■ EXERCISE TASK ■
Return verbatim the run of lines that opens with the line holding "For every instance of the overcast" and closes with the last line of the records.

Rows from a dataset:
---

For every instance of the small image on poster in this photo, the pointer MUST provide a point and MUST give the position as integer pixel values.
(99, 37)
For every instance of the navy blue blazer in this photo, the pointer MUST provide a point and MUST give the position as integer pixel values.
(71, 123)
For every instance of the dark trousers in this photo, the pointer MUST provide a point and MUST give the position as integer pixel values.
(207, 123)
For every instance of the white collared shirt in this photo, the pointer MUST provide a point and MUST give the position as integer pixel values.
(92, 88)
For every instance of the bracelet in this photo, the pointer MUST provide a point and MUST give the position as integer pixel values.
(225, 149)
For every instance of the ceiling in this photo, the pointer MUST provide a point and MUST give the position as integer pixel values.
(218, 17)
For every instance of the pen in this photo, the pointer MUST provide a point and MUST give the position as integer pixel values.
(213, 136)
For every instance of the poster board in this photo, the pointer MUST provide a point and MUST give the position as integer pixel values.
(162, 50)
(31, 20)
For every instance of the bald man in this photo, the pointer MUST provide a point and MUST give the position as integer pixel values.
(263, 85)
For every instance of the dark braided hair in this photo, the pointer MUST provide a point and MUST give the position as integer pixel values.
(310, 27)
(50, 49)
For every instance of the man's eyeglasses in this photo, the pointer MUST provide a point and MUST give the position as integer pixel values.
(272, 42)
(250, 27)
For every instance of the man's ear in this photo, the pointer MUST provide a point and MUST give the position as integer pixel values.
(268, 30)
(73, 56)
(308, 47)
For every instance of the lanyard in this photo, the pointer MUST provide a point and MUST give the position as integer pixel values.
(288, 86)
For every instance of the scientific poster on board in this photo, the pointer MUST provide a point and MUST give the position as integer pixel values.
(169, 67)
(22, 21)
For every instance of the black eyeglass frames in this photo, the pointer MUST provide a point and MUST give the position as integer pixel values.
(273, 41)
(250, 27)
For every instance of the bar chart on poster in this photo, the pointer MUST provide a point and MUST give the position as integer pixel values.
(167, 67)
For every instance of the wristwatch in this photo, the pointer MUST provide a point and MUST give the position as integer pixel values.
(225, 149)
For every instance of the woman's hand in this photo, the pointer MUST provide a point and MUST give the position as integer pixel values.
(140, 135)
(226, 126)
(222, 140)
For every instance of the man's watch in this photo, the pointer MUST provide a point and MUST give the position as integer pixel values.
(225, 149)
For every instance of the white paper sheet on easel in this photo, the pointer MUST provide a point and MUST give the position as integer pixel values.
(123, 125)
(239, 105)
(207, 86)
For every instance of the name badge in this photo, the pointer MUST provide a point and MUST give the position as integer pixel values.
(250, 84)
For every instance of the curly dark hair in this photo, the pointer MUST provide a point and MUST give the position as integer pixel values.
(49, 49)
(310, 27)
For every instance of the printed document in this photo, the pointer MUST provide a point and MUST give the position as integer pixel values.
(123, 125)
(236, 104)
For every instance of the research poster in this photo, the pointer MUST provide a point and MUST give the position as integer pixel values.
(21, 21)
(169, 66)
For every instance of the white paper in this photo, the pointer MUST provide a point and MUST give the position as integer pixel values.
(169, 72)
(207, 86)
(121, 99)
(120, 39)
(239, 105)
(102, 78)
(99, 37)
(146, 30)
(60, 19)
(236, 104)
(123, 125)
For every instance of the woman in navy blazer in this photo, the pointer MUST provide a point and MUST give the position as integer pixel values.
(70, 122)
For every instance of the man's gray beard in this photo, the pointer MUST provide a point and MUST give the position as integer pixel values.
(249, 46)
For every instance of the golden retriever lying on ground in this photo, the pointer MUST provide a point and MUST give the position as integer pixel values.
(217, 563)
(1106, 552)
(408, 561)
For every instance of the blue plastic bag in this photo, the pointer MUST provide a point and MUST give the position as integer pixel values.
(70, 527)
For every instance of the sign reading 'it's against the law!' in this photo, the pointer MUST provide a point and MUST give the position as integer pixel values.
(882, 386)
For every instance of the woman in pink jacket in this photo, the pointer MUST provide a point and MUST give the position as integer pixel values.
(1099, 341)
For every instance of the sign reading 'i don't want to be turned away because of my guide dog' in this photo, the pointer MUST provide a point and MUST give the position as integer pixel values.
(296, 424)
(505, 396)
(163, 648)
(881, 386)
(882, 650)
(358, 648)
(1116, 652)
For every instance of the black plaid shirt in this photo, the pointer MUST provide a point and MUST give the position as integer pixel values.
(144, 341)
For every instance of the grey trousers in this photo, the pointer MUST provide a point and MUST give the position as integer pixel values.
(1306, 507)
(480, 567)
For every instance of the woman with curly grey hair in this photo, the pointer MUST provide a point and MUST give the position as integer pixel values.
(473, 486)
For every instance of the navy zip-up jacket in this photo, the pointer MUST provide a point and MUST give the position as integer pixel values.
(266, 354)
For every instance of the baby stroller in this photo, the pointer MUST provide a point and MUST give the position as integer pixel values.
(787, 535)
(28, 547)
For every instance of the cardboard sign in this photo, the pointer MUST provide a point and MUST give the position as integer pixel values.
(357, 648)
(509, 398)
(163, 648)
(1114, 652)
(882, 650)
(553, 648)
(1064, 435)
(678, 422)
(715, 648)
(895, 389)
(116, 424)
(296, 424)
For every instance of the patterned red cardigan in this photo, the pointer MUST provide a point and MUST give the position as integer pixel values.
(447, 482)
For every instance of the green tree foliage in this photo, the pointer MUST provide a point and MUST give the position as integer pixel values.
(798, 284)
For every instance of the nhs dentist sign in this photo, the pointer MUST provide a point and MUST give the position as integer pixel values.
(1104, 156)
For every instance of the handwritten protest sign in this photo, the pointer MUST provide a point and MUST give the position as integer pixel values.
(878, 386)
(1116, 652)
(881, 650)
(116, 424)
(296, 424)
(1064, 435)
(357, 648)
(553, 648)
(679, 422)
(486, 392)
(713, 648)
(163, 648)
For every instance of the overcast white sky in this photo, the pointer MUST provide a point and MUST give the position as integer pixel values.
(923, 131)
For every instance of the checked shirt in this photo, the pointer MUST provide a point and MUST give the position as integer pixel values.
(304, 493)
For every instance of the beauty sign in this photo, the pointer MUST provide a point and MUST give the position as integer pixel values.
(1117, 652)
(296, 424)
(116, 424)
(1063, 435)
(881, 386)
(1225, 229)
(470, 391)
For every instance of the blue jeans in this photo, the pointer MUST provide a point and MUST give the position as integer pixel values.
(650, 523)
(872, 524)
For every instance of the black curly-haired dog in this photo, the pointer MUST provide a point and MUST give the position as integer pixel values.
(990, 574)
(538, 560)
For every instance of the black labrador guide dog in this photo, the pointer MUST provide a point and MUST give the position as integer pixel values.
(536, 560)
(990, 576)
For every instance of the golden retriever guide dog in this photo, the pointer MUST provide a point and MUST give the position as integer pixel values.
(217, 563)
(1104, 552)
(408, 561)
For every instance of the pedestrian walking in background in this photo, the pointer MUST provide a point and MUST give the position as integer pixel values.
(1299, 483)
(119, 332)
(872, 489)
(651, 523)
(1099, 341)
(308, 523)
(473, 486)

---

■ REPLY ■
For every instance of the overcast white sky in this photo, the pointer MUST provide a point and MUST give the position as integer pixel values.
(923, 131)
For every instance of the checked shirt in this photo, the pointer MUST provide a point and MUST give the position as integer pixel values.
(304, 493)
For every instance of the beauty sign in this photo, the pointer MUST provide a point and MUST give the position as integer pixel values.
(1117, 652)
(296, 424)
(116, 424)
(1063, 435)
(881, 386)
(1225, 229)
(470, 391)
For every instance of the blue jeans in this photo, the pointer MUST provide a point and MUST give the position as integer pixel values.
(650, 523)
(872, 524)
For every instance of the black curly-haired dog in this photo, the pointer MUST provide a point and MUST give the position as integer pixel values.
(990, 574)
(538, 560)
For every instance of the black labrador guide dog in this photo, the pointer MUST provide a point and MUST give the position as integer pixel values.
(536, 560)
(990, 576)
For every instance of the golden retriever guide dog in this photo, the pointer MUST provide a point and MUST give the position as integer pixel values.
(217, 563)
(1104, 552)
(408, 561)
For every instance of the pedestrian walking in background in this photo, the pointer MUST provide a point and MUST give the position as integer pixel values.
(1299, 483)
(119, 332)
(872, 489)
(651, 523)
(1099, 341)
(308, 523)
(473, 486)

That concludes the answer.